■ **Extract provided**:
------------------------------

Skip to content

RFC: JSON-LD / Schema.org mapping #378

Closed
@mojodna

Description

@mojodna

As part of my work on STAC Browser, I've just merged preliminary JSON-LD support intended to facilitate indexing, searching, and display by Google Dataset Search.

I've tried to follow their guidelines, mapping Catalogs and Collections to schema.org DataCatalogs and Items to Datasets.

Catalog / Collection → DataCatalog

{
  "@context": "https://schema.org/",
  "@type": "DataCatalog",

  // required
  name: catalog.title,
  description: catalog.description, // as HTML

  // recommended
  identifier: catalog.properties["sci:doi"] || catalog.id,
  citation: catalog.properties["sci:citation"], // if available
  keywords: catalog.keywords,
  isBasedOn: catalog.url, // canonical STAC catalog URL (JSON)
  version: catalog.version,
  url: <STAC Browser URL>,
  // if available
  workExample: this.properties["sci:publications"].map(p => ({
     identifier: p.doi,
     citation: p.citation
   })),

  // if license is "proprietary"
  license: catalog.links.find(x => x.rel === "license").href,
  // if license is SPDX-compatible
  license: `https://spdx.org/licenses/${catalog.license}.html`,

  // if a spatial extent is available
  spatialCoverage = {
    "@type": "Place",
    geo: {
      "@type": "GeoShape",
      box: catalog.extent.spatial.join(" ")

------------------------------

[Image annotation data]
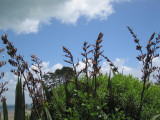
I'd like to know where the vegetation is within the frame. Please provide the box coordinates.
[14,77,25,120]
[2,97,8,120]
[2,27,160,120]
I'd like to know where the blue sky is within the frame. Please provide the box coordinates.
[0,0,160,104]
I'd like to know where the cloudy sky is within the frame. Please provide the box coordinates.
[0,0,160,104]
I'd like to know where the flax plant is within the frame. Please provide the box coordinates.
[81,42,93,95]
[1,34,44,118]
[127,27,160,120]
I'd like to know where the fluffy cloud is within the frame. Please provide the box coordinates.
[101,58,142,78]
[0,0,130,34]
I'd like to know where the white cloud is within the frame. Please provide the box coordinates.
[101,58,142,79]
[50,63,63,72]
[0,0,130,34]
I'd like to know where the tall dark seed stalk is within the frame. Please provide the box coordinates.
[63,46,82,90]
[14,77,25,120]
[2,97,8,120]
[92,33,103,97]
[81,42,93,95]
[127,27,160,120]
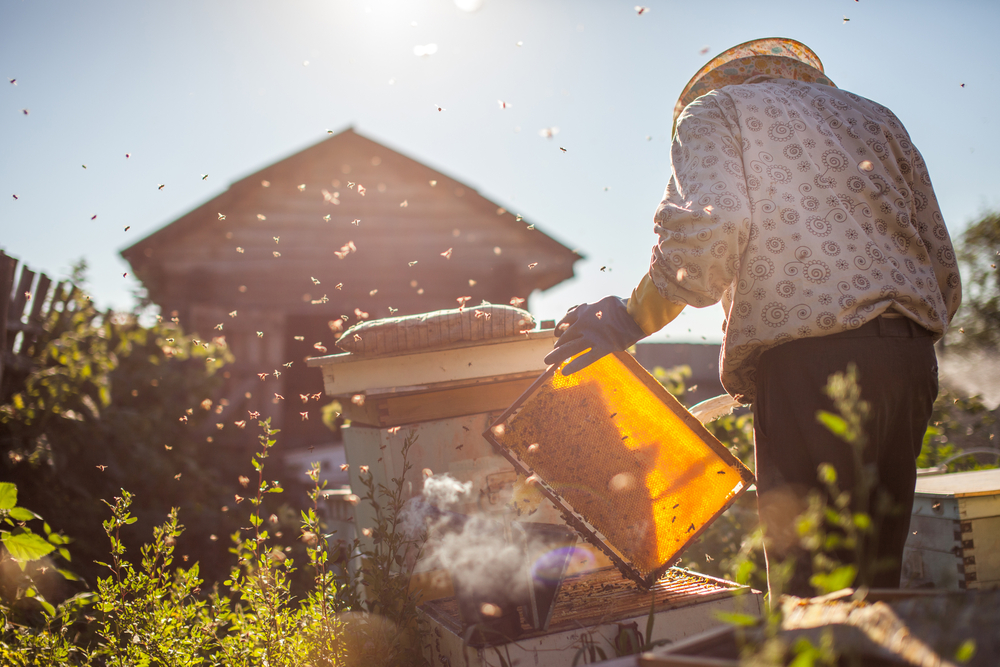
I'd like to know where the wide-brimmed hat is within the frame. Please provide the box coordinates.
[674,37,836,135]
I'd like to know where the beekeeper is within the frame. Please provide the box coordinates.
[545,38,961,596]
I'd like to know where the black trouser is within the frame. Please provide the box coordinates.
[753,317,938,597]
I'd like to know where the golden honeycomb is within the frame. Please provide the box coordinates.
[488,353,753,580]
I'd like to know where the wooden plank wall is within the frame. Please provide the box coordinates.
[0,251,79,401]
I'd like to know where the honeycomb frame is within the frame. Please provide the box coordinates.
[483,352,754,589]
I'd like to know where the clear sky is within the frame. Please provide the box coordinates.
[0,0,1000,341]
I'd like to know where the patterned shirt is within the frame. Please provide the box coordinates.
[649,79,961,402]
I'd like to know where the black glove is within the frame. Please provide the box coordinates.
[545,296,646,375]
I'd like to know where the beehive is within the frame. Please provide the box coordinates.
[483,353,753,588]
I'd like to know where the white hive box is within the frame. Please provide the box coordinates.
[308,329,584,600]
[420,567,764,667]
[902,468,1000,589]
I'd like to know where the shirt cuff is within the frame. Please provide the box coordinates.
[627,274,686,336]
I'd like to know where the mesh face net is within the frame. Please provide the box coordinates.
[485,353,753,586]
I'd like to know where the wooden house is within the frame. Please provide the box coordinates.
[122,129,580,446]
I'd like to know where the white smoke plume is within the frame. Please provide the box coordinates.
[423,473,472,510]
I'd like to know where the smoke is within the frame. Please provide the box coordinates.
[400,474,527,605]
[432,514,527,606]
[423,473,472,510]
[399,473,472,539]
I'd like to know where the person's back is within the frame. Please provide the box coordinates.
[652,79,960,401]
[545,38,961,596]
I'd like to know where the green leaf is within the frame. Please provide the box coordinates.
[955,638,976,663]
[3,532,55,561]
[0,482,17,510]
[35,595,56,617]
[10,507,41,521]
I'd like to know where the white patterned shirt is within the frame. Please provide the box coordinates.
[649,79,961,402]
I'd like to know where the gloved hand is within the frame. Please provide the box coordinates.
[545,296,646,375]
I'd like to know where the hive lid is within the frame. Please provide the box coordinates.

------------------------------

■ **Objectives**:
a - Answer these questions using the JSON-LD mapping proposal:
(i) Which search service is the preliminary JSON-LD support intended to help with indexing, searching, and display?
(ii) To which schema.org type are Items mapped?
(iii) What "@type" is given for the spatialCoverage value?
b - Print everything in the JSON-LD mapping proposal from "RFC: JSON-LD /" down to "Items to Datasets.".

■ **Exercise responses**:
a -
(i) Google Dataset Search
(ii) Datasets
(iii) "Place"

b -
RFC: JSON-LD / Schema.org mapping #378

Closed
@mojodna

Description

@mojodna

As part of my work on STAC Browser, I've just merged preliminary JSON-LD support intended to facilitate indexing, searching, and display by Google Dataset Search.

I've tried to follow their guidelines, mapping Catalogs and Collections to schema.org DataCatalogs and Items to Datasets.